**To do:**
From the post on marginal version control features, transcribe word for word the passage starting at "There are basic" and ending at "line-based.".

**Selected passage:**
▶
Subject: Marginal features

There are basic features which any version control system should have -
add, delete, and rename files, probably add, delete, and rename of
directories, and of course modify files. As I mentioned in another post,
I'm now fairly convinced that moving lines within a file should NOT be
supported by a version control system, at least not one which is strictly
line-based.

Then there are the marginal features, which might or might not be good
ideas, here are some of them -

moving the root - the easiest way to provide directory rename
functionality is to treat the root as special. We implemented it this way
in Codeville, and didn't think much of it, but it turns out that precisely
this functionality is needed to import one project into another one as a
subdirectory, so we now think this functionality is a good idea and will
be supporting it in the future

splitting and suturing - There are really two versions of this: copy and
un-copy, and cut in half and sew together. Copying is quite broken from a
merge standpoint - what copy should changes be merged into? so nobody
supports it. Un-copy is reasonable in principle, but lacks an inverse
operation and has lots of wacky edge cases. We aren't going to be
supporting it in Codeville, but we may have a fake 'suture' command which
canonically picks one of two files to delete, in case the same file was
made twice and you want everyone who fixes the merge conflict to delete
the same version. Just randomly deleting one could result in a clean merge
of two different people deleting different versions, and that would be
bad. Come to think of it, maybe we could record the suture in the history
and treat deletion of the other version without the suture present as a
conflict. Hmmm.

Anyhow, cutting in half and sewing together are somewhat more reasonable
in principle than copy and un-copy. With a weave, sewing together is
restricted in that only one of the two orders of sewing together can be
supported, but with our fancy clumping weave ordering algorithm the A then
B version is supported quite well. Perhaps there could be a command to sew
together two files and have the system pick the order. Cutting in half
doesn't have the same problem, because you can place the two halves in the
correct places. There is a fair amount of complexity added by this
functionality though, and its usage in the real world is quite rare, so
for now it's in the 'probably not' pile.

convergence - If two people apply the same patch from outside of the
system, it would be nice if applications of that patch were treated as the
same thing, which would happen if they were both done within the same
version control system. Likewise if two people do an initial checkin of
the same stuff it would be nice if their projects could simply merge
together cleanly as if they started from the same initial checkin. This
functionality is quite fragile though (initial checkins may be of slightly
different versions, patches applied have to be *identical*) and it's quite
technically difficult to support, so for now not only doesn't Codeville
have much of this, but what little it does have is probably going away.
◀
**Supplied material:**
▶
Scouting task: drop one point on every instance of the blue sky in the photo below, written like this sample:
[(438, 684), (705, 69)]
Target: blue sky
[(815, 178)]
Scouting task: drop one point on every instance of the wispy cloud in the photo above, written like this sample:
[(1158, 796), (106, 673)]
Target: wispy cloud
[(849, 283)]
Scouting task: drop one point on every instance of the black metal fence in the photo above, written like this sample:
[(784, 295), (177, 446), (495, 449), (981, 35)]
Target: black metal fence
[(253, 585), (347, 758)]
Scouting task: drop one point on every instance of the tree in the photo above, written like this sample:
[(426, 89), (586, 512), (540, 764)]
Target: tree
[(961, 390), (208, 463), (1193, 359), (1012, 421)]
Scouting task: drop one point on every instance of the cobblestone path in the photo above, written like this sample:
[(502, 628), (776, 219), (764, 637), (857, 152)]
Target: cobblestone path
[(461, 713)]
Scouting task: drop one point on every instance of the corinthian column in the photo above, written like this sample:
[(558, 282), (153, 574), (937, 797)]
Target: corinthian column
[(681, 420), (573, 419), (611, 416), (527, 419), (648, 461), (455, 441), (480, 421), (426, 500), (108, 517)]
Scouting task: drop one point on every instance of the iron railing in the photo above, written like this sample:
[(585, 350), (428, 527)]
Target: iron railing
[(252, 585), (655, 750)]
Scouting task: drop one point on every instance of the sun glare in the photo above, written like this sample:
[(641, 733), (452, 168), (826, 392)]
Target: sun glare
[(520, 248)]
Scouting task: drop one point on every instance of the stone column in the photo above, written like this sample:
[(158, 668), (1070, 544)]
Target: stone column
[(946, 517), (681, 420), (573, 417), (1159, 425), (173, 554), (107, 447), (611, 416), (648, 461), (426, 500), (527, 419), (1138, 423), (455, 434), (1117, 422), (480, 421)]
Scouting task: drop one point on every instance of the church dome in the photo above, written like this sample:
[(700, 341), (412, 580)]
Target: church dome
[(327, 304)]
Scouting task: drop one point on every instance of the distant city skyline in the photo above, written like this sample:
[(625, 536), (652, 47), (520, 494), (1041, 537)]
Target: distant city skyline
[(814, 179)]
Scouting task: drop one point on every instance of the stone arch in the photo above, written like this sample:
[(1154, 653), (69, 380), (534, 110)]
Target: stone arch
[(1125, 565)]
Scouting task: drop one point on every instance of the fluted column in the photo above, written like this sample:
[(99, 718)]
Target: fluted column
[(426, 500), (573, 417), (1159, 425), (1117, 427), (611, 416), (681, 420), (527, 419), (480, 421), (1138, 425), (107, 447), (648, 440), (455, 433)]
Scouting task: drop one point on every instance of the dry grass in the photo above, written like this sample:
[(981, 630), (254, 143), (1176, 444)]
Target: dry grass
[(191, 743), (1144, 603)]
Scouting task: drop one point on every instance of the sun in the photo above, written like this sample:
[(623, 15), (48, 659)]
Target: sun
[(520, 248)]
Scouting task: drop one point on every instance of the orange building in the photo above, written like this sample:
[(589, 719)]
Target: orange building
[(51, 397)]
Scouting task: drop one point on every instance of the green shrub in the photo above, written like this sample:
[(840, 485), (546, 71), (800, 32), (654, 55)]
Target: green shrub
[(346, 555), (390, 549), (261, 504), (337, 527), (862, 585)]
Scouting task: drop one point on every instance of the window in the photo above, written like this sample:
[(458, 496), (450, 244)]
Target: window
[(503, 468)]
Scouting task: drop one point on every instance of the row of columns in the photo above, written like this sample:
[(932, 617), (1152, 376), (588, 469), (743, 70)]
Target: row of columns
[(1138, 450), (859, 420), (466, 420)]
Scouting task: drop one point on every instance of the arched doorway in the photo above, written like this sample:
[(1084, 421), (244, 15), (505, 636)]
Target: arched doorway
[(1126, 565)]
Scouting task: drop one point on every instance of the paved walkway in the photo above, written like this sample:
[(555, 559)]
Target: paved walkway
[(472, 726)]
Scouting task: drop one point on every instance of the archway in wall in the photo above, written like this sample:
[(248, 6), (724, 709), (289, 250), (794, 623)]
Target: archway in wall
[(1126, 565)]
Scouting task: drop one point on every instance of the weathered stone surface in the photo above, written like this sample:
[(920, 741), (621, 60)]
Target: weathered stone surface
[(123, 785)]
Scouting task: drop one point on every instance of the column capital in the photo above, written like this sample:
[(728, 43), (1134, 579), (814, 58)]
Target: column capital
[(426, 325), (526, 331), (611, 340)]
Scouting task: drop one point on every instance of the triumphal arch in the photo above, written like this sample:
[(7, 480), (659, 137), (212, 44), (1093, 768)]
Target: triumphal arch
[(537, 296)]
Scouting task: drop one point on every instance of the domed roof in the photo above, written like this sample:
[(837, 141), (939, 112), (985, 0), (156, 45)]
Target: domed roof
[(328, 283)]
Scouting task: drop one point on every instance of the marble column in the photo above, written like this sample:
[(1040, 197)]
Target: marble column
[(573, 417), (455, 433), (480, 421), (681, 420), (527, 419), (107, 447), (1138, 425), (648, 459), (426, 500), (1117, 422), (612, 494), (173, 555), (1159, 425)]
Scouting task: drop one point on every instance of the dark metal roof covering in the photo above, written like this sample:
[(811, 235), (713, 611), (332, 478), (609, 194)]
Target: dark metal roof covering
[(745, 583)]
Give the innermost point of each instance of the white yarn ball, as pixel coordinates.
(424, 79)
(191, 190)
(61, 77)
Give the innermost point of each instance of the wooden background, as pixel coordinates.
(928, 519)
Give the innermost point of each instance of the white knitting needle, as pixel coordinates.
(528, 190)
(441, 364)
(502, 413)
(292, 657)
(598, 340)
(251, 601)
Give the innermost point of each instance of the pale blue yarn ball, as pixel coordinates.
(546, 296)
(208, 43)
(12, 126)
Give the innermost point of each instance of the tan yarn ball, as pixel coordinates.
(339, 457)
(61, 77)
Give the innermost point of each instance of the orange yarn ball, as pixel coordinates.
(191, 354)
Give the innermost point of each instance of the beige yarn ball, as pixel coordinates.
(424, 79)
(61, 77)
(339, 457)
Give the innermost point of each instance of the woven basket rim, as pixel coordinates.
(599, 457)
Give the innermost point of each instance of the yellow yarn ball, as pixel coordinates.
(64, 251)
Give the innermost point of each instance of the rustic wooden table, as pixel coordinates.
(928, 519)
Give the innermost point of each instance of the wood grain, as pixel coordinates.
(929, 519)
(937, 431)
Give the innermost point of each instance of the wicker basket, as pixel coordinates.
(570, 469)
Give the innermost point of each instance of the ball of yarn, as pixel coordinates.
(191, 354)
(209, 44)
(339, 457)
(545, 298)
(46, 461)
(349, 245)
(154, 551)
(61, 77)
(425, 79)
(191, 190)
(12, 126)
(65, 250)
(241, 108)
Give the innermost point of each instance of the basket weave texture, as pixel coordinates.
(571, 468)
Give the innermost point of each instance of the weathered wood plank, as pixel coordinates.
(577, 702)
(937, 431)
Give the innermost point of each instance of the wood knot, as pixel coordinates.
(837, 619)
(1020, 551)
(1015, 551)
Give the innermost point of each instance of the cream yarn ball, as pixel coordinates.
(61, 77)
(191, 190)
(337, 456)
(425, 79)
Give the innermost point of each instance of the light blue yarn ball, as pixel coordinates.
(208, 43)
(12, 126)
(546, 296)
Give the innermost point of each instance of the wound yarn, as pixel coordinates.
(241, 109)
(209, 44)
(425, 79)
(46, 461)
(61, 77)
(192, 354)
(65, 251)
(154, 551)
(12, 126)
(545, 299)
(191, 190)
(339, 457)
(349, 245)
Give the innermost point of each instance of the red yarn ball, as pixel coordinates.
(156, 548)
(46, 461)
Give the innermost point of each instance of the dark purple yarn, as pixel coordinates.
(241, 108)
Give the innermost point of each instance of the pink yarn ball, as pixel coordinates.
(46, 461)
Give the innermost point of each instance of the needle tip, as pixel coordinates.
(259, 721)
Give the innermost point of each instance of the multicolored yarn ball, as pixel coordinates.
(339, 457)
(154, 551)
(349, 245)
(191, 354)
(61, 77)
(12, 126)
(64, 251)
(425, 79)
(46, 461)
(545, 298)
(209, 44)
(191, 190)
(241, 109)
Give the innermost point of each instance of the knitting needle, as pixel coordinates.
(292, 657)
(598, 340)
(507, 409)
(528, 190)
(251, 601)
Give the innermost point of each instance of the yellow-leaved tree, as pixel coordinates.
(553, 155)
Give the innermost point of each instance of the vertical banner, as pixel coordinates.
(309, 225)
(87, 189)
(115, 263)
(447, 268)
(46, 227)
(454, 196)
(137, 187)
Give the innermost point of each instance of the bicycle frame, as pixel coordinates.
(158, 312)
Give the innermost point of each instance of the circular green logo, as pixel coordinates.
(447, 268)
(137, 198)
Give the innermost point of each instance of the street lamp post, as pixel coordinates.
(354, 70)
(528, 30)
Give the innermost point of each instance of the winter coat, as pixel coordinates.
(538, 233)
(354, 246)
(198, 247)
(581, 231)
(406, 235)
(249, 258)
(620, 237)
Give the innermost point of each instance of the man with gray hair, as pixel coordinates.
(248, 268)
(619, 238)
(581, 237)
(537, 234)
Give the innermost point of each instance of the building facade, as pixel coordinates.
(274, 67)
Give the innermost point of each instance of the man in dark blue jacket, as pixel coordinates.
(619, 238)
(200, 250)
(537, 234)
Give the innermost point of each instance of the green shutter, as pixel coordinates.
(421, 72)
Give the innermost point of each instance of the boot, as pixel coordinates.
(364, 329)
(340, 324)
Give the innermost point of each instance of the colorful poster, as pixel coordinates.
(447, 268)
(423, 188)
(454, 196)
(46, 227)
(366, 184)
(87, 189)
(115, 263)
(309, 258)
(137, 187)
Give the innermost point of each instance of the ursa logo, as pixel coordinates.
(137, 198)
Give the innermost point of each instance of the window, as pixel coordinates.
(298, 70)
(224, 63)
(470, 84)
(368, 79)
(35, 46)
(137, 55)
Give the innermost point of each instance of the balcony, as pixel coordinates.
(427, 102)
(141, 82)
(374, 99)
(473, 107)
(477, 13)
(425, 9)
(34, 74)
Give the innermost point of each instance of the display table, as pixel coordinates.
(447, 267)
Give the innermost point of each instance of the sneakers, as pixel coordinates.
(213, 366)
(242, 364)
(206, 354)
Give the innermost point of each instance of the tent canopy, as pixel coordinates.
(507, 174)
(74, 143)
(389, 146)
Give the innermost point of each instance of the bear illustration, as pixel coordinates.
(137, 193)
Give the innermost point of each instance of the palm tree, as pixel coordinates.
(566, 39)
◀
**Worked solution:**
There are basic features which any version control system should have -
add, delete, and rename files, probably add, delete, and rename of
directories, and of course modify files. As I mentioned in another post,
I'm now fairly convinced that moving lines within a file should NOT be
supported by a version control system, at least not one which is strictly
line-based.